_Data for processing_:

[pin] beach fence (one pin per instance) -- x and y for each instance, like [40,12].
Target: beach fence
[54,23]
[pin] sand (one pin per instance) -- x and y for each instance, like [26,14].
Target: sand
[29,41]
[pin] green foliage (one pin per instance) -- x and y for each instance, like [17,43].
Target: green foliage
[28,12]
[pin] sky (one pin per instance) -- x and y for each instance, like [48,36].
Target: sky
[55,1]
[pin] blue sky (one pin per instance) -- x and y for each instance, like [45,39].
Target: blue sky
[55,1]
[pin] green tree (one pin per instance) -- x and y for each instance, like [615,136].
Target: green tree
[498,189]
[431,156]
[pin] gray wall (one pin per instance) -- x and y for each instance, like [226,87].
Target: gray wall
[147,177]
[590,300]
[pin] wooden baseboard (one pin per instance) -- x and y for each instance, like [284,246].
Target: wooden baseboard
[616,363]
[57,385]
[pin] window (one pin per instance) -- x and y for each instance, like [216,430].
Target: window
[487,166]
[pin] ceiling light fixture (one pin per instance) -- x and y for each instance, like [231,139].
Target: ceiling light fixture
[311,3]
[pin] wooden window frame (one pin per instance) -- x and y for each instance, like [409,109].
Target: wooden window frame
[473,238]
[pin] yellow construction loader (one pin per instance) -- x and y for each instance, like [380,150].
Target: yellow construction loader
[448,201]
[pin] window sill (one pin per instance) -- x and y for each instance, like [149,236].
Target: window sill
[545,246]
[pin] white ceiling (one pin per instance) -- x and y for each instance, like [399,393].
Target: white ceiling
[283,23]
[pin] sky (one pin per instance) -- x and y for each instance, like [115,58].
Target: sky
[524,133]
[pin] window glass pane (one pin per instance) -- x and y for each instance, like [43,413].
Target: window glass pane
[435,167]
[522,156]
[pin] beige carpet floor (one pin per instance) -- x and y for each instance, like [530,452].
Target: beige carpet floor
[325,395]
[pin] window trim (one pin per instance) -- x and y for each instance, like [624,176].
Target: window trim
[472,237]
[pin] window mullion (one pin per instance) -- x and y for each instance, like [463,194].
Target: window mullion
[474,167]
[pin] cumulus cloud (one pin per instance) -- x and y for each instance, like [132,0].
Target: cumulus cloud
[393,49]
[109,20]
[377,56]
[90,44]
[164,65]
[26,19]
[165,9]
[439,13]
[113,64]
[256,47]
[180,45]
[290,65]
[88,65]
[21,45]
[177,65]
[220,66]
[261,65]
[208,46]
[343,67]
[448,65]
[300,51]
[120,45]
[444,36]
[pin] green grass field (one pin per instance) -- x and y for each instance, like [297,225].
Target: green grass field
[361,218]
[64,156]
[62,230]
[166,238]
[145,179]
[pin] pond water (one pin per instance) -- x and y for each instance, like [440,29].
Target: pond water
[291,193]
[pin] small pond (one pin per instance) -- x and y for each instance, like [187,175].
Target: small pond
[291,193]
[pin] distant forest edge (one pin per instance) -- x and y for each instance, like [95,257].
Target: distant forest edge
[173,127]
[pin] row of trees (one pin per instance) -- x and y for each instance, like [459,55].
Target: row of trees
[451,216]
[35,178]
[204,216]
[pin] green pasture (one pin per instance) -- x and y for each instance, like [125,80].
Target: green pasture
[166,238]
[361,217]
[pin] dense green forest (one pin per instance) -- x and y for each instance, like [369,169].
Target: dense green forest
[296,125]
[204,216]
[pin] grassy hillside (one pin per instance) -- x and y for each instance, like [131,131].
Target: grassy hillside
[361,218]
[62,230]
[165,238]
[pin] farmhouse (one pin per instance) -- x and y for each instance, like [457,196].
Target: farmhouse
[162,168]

_Work instruction_:
Every entry is to be restated word for word.

_Output of the exercise_:
[pin] beach fence (one pin per instance) -- x and y for each instance, like [40,12].
Target: beach fence
[54,23]
[pin] sand (one pin per instance) -- x and y for each instance, like [26,14].
Target: sand
[29,41]
[pin] green foliage (one pin per instance) -- x and y for each instance, like [17,43].
Target: green foliage
[28,12]
[pin] sky (one pin per instance) -- x and y for each instance, like [48,36].
Target: sky
[55,1]
[pin] blue sky (one pin per instance) -- x and y for each instance, like [45,39].
Target: blue sky
[55,1]
[pin] green tree (one pin per instance) -- x and y for each instance, like [615,136].
Target: green tree
[498,189]
[431,156]
[pin] gray wall (one pin per instance) -- x and y for each instance, like [226,87].
Target: gray wall
[147,177]
[590,300]
[pin] wooden baseboard (one pin per instance) -- x and y for each instance, like [284,246].
Target: wooden baseboard
[616,363]
[57,385]
[pin] window (one pin per instance) -- x and y for each instance, like [216,430].
Target: window
[487,166]
[pin] ceiling light fixture (one pin per instance) -- x and y for each instance, like [231,139].
Target: ceiling light fixture
[311,3]
[pin] wooden window frame (one pin per instance) -- x and y for each instance, like [409,109].
Target: wooden window frame
[473,238]
[pin] yellow construction loader (one pin per instance) -- x and y for each instance, like [380,150].
Target: yellow construction loader
[448,201]
[pin] window sill (one pin per instance) -- x and y for each instance, like [149,236].
Target: window sill
[545,246]
[pin] white ceiling (one pin per instance) -- x and y for each instance, like [399,393].
Target: white ceiling
[283,23]
[pin] sky (one pin per instance) -- x and y for each instance, like [115,58].
Target: sky
[524,133]
[pin] window glass pane (one pin per instance) -- x and y for each instance, like [43,413].
Target: window glass pane
[435,167]
[522,156]
[pin] beige carpet floor (one pin per instance) -- x and y for each instance, like [530,452].
Target: beige carpet floor
[325,395]
[pin] window trim (one pin per instance) -- x and y for each instance, like [624,176].
Target: window trim
[472,237]
[pin] window mullion (one pin per instance) -- x and y for each instance, like [463,194].
Target: window mullion
[474,167]
[pin] cumulus cloud (one pin per instance) -- x and y for each instance, like [132,0].
Target: cumulus cloud
[393,49]
[109,20]
[377,56]
[90,44]
[164,65]
[26,19]
[165,9]
[439,13]
[113,64]
[256,47]
[180,45]
[290,65]
[88,65]
[21,45]
[177,65]
[220,66]
[261,65]
[208,46]
[343,67]
[448,65]
[300,51]
[120,45]
[444,36]
[pin] green grass field (one pin per instance) -- x and y for each instance, like [297,225].
Target: green grass field
[361,218]
[64,156]
[62,230]
[166,238]
[145,179]
[pin] pond water (one pin per instance) -- x and y for each instance, like [440,29].
Target: pond water
[291,193]
[pin] small pond (one pin per instance) -- x and y for each instance, like [187,175].
Target: small pond
[291,193]
[pin] distant forest edge (one pin per instance) -- x and y for each instance, like [95,257].
Target: distant forest edge
[173,127]
[pin] row of trees (one pin per instance) -- x and y for each instance, like [459,55].
Target: row of trees
[451,216]
[35,178]
[204,216]
[pin] green pasture (one pin per instance) -- x and y for each instance, like [125,80].
Target: green pasture
[166,238]
[361,217]
[pin] dense green forest (one pin per instance) -- x and y for each instance, like [369,169].
Target: dense green forest
[296,125]
[204,216]
[pin] grassy hillside (one pin per instance) -- x and y for each instance, like [131,131].
Target: grassy hillside
[361,218]
[62,230]
[165,238]
[pin] farmhouse (one pin per instance) -- x and y for each instance, like [457,196].
Target: farmhouse
[162,168]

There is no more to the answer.